I feel specially when you acknowledge that. That's why I wear it.
You spell that makes you feel special?
Yeah, that's why we're it.
I like the special needs kids at school. So what we're talking about here.
Don't mess with my handicap.
Uh.
We want to give the world the grand reintroduction.
UH, good afternoon. Once again. This is our Robert McLean. I'm called Mac at the cap Hope. I'm lead leading mentor there for from Bravo Bay. I know that's a lot right there, but we'll get into more as.
We go along. Indeed, we also have one of the guys that's in our program currently. Want to introduce yourself. Tell us where you're from, where you serve that counting.
I am Michael Lee Walker Junior. I'm formerly part of the Army National Guard in Gainesville, Georgia, UH, part of the forty eighth Brigade Infantry UH deployed to Afghanistan. Went to Republic of Georgia for a little while in Uh yeah.
What'd you do in Georgia if Republic of Georgia.
Actually, somehow or another, I ended up got lucky and got volunteld to be a postal clerk.
As okay, all right, not the worst job in the world. No, it's actually a pretty good yeah, absolutely nice.
Very different from the infantry life.
I would think. So, yeah, we'll get into a little bit that though we're not. You know, tell folks all the time, we're not the worst story show. But we will get into that just a little bit. Quick reminder as we go through the course of the show, our Combat Trauma Support Line answered twenty four to seven by a combat vet. And I cannot overstress how important that is. It's a combat vet that's going to answer the phone. It's not a psych or someone just reading answers off
a screen. It's someone who's been there, experienced it, come back, dealt with it, grown from it, also gone through a great deal of training to have the responsibility of answering that phone. But I wish everyone would put this number in your phone, whether it's for you or for someone that you come across that might need our services at some point in time. Eight seven seven seven one seven seventy eight seventy three that number again eight seven seven
seven one seven PTSD or seventy eight seventy three. A combat vet will answer that phone for information about Camp Hope, which Michael is a part of that program right now.
Mac is.

**GIVEN INFORMATION**:
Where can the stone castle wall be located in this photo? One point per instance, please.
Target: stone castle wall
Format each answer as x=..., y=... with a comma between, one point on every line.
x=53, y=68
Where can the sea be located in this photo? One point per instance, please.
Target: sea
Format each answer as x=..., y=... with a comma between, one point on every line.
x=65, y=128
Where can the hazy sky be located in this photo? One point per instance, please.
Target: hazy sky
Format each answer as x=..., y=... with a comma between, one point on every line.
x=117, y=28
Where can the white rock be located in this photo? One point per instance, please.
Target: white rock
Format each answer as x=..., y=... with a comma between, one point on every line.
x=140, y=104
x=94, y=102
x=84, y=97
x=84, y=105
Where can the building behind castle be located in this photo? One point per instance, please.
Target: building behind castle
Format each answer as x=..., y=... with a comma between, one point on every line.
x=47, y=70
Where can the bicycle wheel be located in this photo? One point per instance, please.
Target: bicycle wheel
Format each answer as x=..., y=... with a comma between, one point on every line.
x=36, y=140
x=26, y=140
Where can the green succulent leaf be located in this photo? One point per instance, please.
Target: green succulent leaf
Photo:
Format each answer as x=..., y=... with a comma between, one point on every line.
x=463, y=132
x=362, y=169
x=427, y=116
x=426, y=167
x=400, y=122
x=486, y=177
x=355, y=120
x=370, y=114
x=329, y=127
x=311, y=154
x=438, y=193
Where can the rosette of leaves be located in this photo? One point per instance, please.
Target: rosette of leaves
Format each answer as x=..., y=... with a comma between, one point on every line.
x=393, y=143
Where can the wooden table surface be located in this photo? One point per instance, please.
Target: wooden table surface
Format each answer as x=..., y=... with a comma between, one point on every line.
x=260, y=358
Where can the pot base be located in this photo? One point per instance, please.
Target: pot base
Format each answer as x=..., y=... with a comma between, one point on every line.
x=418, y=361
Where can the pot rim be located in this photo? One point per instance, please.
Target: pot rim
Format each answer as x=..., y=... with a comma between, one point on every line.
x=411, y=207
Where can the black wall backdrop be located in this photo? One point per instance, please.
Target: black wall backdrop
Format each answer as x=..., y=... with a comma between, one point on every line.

**PROBLEMS TO WORK ON**:
[1] According to the Camp Hope transcript, why does the host say it matters so much who answers the Combat Trauma Support Line?
[2] In the Camp Hope transcript, what job did Michael Lee Walker Junior end up with in the Republic of Georgia?
[3] Carry on the Camp Hope transcript from its final line.
The rows have nothing to do with the Camp Hope transcript.

**ANSWERS TO THE EXERCISES**:
[1] The line is answered by a combat vet, not a psych or someone reading answers off a screen. That person has been there, come back, dealt with it and grown from it, and has also had a great deal of training for the job.

[2] He was a postal clerk.

[3]
Staff at the program at Camp Hope. All that is at no charge to our veteran or their family. The information about that as well as our support groups, which I'm gonna guess. I don't know your whole story, but I'm gonna guess somehow are you. We routed to us through our Atlanta outreach chapter actually Gangzill, Yeah, there's a chapter right there in right. Yeah. All that information is available at our website PTSD so Post Traumatic Stress Disorder
ptsdusa dot org. Information about our support groups different cities across the country, as well as the virtual so you can jump on anywhere where you've got access to the internet ptsdusa dot org about all of our groups, all the support groups for our families, as well as the program that we run at Camp Hope, the Internet housing program designed to be six to nine months in length, sometimes a little longer. This depends on multiple factors, but again all at zero charge PTSD usa dot org and
we appreciate you checking that out. You can also follow along see the things that are going on in our organization through our social media ptsd USA on the X and Facebook ptsd USA. We'll be right back. Hey, We're welcome back Road to Hope Radio. Glad to have you along on this Sunday afternoon or wherever you're listening to the podcast. Thank you for joining us. Going to dip into the mail bag. It's been a couple of weeks
since we've done this. Shared a message that a veteran had written to me a couple of weeks ago, and when he did that, shared it on our social media, and then we've got some other vets wanted to chime in as well. So this message actually came in. This came in this week. So this is from a veteran named Mark, and he said, been watching your videos lately. I'm going to jump in on this action. When I came into Camp Hope in twenty nineteen, I was outfitted
with an ankle monitor. We've had several of those. Have we met guys coming in they're they've got the monitor there, they're on probation, they're their court ordered per se. I guess I don't know if say, yeah, this is your option other than jail. Anyway, he says, came in in Camp Hope at twenty nineteen, I was outfitted with an ankle monitor, and I was facing a life sentence thirty years in federal prison. Oh that's not that's not good.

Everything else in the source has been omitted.